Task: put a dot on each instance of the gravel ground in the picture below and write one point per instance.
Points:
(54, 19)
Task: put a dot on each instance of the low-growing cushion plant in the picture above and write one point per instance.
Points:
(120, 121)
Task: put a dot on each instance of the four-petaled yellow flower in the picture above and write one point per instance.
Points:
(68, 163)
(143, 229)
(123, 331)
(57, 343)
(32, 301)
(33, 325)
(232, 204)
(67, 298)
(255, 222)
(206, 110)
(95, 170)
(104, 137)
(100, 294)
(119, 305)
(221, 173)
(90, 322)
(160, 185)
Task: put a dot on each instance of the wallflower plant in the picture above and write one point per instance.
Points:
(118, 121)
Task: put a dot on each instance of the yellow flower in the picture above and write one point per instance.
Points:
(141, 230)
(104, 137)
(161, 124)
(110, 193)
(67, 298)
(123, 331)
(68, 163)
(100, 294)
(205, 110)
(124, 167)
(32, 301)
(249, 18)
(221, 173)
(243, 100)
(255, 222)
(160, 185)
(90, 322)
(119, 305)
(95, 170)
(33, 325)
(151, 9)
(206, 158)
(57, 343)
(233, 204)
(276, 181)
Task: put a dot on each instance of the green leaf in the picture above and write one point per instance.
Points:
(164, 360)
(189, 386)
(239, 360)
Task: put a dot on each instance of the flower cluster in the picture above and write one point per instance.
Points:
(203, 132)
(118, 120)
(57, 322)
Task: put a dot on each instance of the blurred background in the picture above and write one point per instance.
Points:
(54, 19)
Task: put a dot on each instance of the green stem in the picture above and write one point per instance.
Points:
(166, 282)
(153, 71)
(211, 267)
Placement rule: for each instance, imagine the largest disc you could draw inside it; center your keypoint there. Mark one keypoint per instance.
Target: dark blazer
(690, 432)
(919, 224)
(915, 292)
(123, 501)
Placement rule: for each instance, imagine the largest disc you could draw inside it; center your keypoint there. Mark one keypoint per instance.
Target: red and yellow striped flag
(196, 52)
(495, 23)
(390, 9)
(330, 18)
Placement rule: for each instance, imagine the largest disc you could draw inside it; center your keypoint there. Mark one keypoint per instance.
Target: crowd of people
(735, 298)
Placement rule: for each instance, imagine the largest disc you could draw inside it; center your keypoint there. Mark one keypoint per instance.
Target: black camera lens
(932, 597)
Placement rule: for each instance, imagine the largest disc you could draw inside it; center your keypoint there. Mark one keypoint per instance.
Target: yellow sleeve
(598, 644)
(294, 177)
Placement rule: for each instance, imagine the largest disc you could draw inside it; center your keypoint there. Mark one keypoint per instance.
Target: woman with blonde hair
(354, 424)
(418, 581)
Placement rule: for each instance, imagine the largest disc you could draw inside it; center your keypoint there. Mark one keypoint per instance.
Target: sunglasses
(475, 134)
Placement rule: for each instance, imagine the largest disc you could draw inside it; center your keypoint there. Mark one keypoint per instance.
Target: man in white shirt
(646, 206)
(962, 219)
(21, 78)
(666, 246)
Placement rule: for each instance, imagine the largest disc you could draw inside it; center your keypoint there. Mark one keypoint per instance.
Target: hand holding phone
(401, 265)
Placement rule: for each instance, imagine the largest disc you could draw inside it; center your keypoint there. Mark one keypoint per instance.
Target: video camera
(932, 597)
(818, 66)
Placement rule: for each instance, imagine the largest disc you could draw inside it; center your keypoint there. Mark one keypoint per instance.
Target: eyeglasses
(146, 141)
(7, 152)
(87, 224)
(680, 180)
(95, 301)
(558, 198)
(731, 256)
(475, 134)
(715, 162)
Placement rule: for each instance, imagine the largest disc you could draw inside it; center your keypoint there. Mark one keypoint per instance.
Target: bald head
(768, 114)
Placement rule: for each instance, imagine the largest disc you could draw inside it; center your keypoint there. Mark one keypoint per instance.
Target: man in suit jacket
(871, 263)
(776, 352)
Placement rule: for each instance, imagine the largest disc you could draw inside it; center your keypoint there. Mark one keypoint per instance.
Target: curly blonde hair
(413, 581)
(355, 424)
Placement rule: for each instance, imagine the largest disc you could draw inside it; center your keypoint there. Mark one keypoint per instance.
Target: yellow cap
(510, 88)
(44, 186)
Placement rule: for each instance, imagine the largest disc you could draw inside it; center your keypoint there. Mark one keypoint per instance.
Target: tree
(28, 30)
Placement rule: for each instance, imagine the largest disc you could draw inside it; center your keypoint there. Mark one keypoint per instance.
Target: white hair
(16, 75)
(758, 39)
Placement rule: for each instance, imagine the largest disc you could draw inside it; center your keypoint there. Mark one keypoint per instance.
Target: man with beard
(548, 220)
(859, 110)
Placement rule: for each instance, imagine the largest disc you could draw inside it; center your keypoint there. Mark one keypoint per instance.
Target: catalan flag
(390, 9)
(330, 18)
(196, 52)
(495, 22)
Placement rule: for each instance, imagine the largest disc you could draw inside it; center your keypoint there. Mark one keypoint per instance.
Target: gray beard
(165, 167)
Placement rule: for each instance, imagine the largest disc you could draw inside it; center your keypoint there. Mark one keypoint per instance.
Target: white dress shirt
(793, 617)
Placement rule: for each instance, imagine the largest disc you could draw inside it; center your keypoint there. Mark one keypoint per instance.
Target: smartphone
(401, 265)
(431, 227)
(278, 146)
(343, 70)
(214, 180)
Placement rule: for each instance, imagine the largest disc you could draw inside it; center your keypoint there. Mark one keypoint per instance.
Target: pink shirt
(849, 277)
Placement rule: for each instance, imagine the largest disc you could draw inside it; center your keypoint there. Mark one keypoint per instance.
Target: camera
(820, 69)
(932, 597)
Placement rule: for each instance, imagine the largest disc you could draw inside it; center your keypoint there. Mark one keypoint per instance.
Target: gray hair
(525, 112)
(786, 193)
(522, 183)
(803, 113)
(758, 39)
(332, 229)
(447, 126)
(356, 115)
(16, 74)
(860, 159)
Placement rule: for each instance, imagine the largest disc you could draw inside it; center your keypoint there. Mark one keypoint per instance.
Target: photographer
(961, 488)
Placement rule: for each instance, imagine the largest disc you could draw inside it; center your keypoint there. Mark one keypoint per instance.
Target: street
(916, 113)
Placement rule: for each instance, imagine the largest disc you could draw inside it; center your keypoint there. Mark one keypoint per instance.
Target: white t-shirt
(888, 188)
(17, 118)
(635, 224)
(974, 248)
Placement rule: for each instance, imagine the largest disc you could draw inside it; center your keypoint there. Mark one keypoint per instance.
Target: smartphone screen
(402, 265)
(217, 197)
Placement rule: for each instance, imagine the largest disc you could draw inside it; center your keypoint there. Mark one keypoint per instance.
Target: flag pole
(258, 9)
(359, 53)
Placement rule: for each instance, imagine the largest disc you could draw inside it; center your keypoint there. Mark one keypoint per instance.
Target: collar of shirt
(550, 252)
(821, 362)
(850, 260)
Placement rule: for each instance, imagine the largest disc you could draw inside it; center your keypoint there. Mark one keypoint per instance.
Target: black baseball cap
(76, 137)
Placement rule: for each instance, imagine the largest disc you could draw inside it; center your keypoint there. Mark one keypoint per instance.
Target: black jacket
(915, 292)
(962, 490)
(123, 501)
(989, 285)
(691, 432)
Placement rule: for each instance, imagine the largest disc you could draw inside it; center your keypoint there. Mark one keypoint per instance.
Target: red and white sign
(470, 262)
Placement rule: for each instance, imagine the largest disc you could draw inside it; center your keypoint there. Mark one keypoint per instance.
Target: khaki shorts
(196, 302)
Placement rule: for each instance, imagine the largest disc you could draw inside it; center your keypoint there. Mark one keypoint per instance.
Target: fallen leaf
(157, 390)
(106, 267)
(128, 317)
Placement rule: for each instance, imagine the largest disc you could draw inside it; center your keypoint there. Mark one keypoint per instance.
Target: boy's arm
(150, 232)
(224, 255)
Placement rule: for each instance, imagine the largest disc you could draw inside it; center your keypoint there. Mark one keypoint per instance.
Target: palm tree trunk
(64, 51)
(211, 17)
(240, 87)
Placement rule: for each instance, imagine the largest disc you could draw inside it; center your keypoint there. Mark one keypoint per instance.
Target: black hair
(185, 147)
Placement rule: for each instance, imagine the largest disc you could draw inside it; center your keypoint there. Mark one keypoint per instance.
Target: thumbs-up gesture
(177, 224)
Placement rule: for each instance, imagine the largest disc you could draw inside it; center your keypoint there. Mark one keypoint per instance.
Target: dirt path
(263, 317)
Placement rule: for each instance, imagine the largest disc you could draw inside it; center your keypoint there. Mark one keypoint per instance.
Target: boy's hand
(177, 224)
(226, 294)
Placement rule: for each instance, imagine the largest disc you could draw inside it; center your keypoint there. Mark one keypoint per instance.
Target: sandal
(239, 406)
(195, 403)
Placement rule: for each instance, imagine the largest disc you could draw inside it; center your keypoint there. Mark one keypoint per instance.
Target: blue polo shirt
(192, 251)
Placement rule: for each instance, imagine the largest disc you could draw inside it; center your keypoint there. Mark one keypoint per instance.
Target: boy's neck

━━━

- EXERCISE INSTRUCTIONS: Exactly reproduce the lines of the entries above, from the one containing "Target: blue polo shirt" to the very last, and no others.

- COMPLETED EXERCISE:
Target: blue polo shirt
(192, 251)
Placement rule: for each instance, imagine the largest disc you could draw inside it; center your keypoint there. Mark one keypoint per instance.
Target: boy's neck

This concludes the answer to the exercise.